## PASSAGE GIVEN
Extend Media Expands Video Delivery Options for Cable Providers—But Will They Bite Fast Enough to Stop Defections?

4/9/09Follow @wroush

Last month I connected by phone with Extend Media‘s founder and president Keith Kocho. At the time, Kocho was sole leader of the Boston-based startup, which makes video management software for media companies. Given that Extend specializes in delivering video content across multiple platforms—over the broadband Internet to PCs, over traditional cable networks to TV sets, and over wireless networks to mobile phones—Kocho keeps a close eye on the tumult in the video entertainment industry, and I wanted to get his take on where things are heading and where the business opportunities lie.

As it happens, Extend generated some news shortly after my interview with Kocho. The company hired a CEO, a former venture partner from Menlo Park, CA-based Blue Run Ventures named Tom MacIsaac. Before his spin in the venture world MacIsaac led an Internet video infrastructure provider called Lightningcast, which was acquired by AOL in 2006. His experience working with content owners and distributors such as Comcast, Hulu, Time Warner Cable, and Verizon should serve him well at Extend, which has supplied its OpenCASE multi-platform video delivery software to AT&T, Bell Canada, and a few other big customers, but is looking to sell the system to more types of media organizations in more countries around the world.

Kocho, a Canadian expat, remains as president of Extend, which is funded by Venrock Associates, Atlas Venture, and TVM Capital and just collected a $10 million Series C round in December, bringing its total funding to more than $30 million. He’s been a voice of optimism in the industry, predicting that the economic downturn might actually translate into a boost for digital video providers as consumers look for free, advertising-supported entertainment. But in our conversation we focused mostly on the challenges faced by traditional cable and satellite TV providers as their customers become aware of the exploding options for accessing video on the Internet and their mobile devices. Extend has some cool technology that could help cable companies give their subscribers compelling reasons to stay—but nobody, including Kocho, can predict whether they’ll adopt it fast enough to stop the bleeding. Here’s an edited version of our talk:

Xconomy: There were some interesting statistics from Nielsen recently. They found that among people who watch video on their mobile devices, the average amount of time spent was nearly four hours per month. That’s one of the trends that Extend Media is trying to position itself to support, is it not?

## EXERCISE 1
Please convert the part of the records from the line containing "target: <item>white cloud</item>" through the last line of the records, both included, into a JSON list of strings with one string per line and blank lines omitted.

Stored records

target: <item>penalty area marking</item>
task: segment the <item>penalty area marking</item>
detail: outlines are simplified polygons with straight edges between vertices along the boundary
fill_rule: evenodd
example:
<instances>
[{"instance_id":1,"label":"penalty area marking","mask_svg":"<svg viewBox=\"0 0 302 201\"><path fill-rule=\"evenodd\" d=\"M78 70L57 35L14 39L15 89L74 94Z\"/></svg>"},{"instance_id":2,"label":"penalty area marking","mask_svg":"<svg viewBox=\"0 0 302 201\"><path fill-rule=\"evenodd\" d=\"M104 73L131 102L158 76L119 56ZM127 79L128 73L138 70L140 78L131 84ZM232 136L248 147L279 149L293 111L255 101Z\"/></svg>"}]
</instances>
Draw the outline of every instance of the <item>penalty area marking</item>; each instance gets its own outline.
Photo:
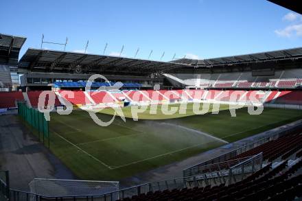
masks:
<instances>
[{"instance_id":1,"label":"penalty area marking","mask_svg":"<svg viewBox=\"0 0 302 201\"><path fill-rule=\"evenodd\" d=\"M84 153L85 154L88 155L89 156L91 157L92 158L93 158L94 160L95 160L96 161L99 162L100 163L101 163L102 165L103 165L104 166L106 167L108 169L113 169L113 168L108 165L107 164L106 164L105 163L100 161L99 159L97 159L97 158L95 158L95 156L93 156L93 155L91 155L91 154L88 153L87 152L83 150L82 149L81 149L80 147L79 147L78 146L77 146L76 145L75 145L74 143L71 143L70 141L69 141L68 139L67 139L66 138L63 137L62 136L61 136L60 134L59 134L58 132L55 132L55 131L52 131L54 133L55 133L56 134L57 134L59 137L60 137L61 139L62 139L64 141L65 141L66 142L69 143L69 144L71 144L71 145L73 145L73 147L75 147L76 148L77 148L78 150L79 150L80 151L82 152L83 153Z\"/></svg>"},{"instance_id":2,"label":"penalty area marking","mask_svg":"<svg viewBox=\"0 0 302 201\"><path fill-rule=\"evenodd\" d=\"M141 135L141 134L143 134L143 133L144 133L144 132L142 132L137 133L137 134L123 135L123 136L119 136L119 137L111 137L111 138L107 138L107 139L99 139L99 140L95 140L95 141L86 142L86 143L78 143L77 145L83 145L89 144L89 143L103 142L103 141L110 141L110 140L113 140L113 139L120 139L120 138L124 138L124 137L133 137L133 136L137 136L137 135Z\"/></svg>"},{"instance_id":3,"label":"penalty area marking","mask_svg":"<svg viewBox=\"0 0 302 201\"><path fill-rule=\"evenodd\" d=\"M205 133L204 132L201 132L201 131L199 131L199 130L194 130L194 129L191 129L191 128L187 128L185 126L180 126L180 125L172 124L172 123L161 123L161 124L166 124L166 125L169 125L169 126L177 126L177 127L178 127L178 128L181 128L183 130L185 130L191 131L191 132L196 132L196 133L198 133L200 135L205 135L206 137L208 137L209 138L216 139L216 140L219 141L220 142L222 142L224 143L226 143L226 144L229 143L228 141L226 141L225 140L223 140L222 139L216 137L214 137L213 135L211 135L209 134Z\"/></svg>"},{"instance_id":4,"label":"penalty area marking","mask_svg":"<svg viewBox=\"0 0 302 201\"><path fill-rule=\"evenodd\" d=\"M200 144L194 145L192 145L192 146L187 147L185 148L177 150L175 150L175 151L172 151L172 152L167 152L165 154L154 156L150 157L150 158L145 158L145 159L142 159L142 160L139 160L139 161L134 161L134 162L132 162L132 163L127 163L127 164L125 164L125 165L119 165L119 166L112 166L111 169L115 169L126 167L126 166L128 166L128 165L132 165L132 164L136 164L136 163L141 163L141 162L146 161L148 161L148 160L159 158L159 157L164 156L166 156L166 155L172 154L177 153L177 152L181 152L181 151L183 151L183 150L188 150L188 149L194 148L194 147L199 147L200 145L205 145L207 143L200 143Z\"/></svg>"}]
</instances>

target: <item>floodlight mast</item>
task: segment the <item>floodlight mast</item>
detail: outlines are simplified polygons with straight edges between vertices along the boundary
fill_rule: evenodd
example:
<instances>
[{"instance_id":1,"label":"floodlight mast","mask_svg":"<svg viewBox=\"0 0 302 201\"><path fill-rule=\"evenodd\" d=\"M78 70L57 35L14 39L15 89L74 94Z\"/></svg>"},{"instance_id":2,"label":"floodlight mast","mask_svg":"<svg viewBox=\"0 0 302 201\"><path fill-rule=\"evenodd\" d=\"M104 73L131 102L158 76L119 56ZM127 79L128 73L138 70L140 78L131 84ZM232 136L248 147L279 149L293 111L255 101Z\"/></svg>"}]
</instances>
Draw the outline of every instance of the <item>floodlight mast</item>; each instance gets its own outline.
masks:
<instances>
[{"instance_id":1,"label":"floodlight mast","mask_svg":"<svg viewBox=\"0 0 302 201\"><path fill-rule=\"evenodd\" d=\"M174 60L175 56L176 56L176 53L174 53L174 55L173 56L173 57L172 57L172 60Z\"/></svg>"},{"instance_id":2,"label":"floodlight mast","mask_svg":"<svg viewBox=\"0 0 302 201\"><path fill-rule=\"evenodd\" d=\"M67 45L67 41L68 41L68 38L67 38L67 37L66 37L65 43L54 43L54 42L45 41L45 40L44 40L44 34L42 34L41 48L40 48L40 49L42 49L42 47L43 47L44 43L47 43L47 44L53 44L53 45L63 45L63 46L64 46L64 51L65 51L65 49L66 49L66 45Z\"/></svg>"},{"instance_id":3,"label":"floodlight mast","mask_svg":"<svg viewBox=\"0 0 302 201\"><path fill-rule=\"evenodd\" d=\"M150 59L150 58L151 57L151 54L152 54L153 52L153 49L151 49L151 51L150 52L149 56L148 57L148 59Z\"/></svg>"},{"instance_id":4,"label":"floodlight mast","mask_svg":"<svg viewBox=\"0 0 302 201\"><path fill-rule=\"evenodd\" d=\"M107 47L108 47L108 43L106 43L105 47L104 48L103 55L105 55L105 51L106 49L107 49Z\"/></svg>"},{"instance_id":5,"label":"floodlight mast","mask_svg":"<svg viewBox=\"0 0 302 201\"><path fill-rule=\"evenodd\" d=\"M137 52L135 52L135 58L137 58L137 54L139 53L139 47L137 47Z\"/></svg>"},{"instance_id":6,"label":"floodlight mast","mask_svg":"<svg viewBox=\"0 0 302 201\"><path fill-rule=\"evenodd\" d=\"M163 52L163 54L161 55L161 60L163 59L163 56L165 56L165 51L164 52Z\"/></svg>"},{"instance_id":7,"label":"floodlight mast","mask_svg":"<svg viewBox=\"0 0 302 201\"><path fill-rule=\"evenodd\" d=\"M121 52L119 53L119 57L121 57L121 54L123 53L123 51L124 51L124 45L123 45L123 46L121 47Z\"/></svg>"}]
</instances>

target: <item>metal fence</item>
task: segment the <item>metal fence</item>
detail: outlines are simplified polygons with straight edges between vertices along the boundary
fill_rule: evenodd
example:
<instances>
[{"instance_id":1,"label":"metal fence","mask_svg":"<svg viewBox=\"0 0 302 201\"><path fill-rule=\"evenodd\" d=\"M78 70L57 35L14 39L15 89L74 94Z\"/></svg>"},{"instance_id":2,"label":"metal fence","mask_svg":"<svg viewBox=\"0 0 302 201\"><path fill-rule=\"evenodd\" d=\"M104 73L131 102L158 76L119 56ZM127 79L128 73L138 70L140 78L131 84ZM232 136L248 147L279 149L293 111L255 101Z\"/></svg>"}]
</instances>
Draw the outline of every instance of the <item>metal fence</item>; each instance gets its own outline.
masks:
<instances>
[{"instance_id":1,"label":"metal fence","mask_svg":"<svg viewBox=\"0 0 302 201\"><path fill-rule=\"evenodd\" d=\"M0 171L0 200L10 199L10 179L8 171Z\"/></svg>"},{"instance_id":2,"label":"metal fence","mask_svg":"<svg viewBox=\"0 0 302 201\"><path fill-rule=\"evenodd\" d=\"M259 139L254 141L252 143L246 143L242 146L241 146L240 147L232 150L229 152L220 155L210 160L200 163L195 165L191 166L183 171L183 175L184 177L186 177L186 176L191 176L202 174L203 167L229 161L231 158L234 158L236 156L243 152L245 152L256 147L258 147L266 142L277 139L281 136L287 134L288 133L291 133L301 128L302 128L301 122L293 126L283 128L283 129L279 131L272 132L262 138L260 138Z\"/></svg>"}]
</instances>

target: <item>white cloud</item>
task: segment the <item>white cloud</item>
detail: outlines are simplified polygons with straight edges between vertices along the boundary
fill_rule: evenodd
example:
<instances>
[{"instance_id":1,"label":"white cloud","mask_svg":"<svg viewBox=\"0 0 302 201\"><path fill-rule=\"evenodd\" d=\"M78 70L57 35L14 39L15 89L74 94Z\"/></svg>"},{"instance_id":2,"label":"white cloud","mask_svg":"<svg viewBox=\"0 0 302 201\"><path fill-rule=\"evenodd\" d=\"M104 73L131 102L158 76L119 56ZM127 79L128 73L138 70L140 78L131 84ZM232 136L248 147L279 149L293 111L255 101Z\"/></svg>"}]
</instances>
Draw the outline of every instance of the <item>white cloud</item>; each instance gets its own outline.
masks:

## EXERCISE 2
Answer these questions from the Extend Media article:
(a) Whom did Extend Media hire as its CEO?
(b) How large was the Series C round Extend collected in December?
(c) According to the Nielsen figures cited, about how much time per month did people who watch video on mobile devices spend on it?

## TASK RESULT 1
[
  "target: <item>white cloud</item>",
  "task: segment the <item>white cloud</item>",
  "detail: outlines are simplified polygons with straight edges between vertices along the boundary",
  "fill_rule: evenodd",
  "example:",
  "<instances>",
  "[{\"instance_id\":1,\"label\":\"white cloud\",\"mask_svg\":\"<svg viewBox=\\\"0 0 302 201\\\"><path fill-rule=\\\"evenodd\\\" d=\\\"M78 70L57 35L14 39L15 89L74 94Z\\\"/></svg>\"},{\"instance_id\":2,\"label\":\"white cloud\",\"mask_svg\":\"<svg viewBox=\\\"0 0 302 201\\\"><path fill-rule=\\\"evenodd\\\" d=\\\"M104 73L131 102L158 76L119 56ZM127 79L128 73L138 70L140 78L131 84ZM232 136L248 147L279 149L293 111L255 101Z\\\"/></svg>\"}]",
  "</instances>",
  "Draw the outline of every instance of the <item>white cloud</item>; each instance gets its own outline.",
  "masks:"
]

## TASK RESULT 2
(a) Tom MacIsaac
(b) $10 million
(c) Nearly four hours per month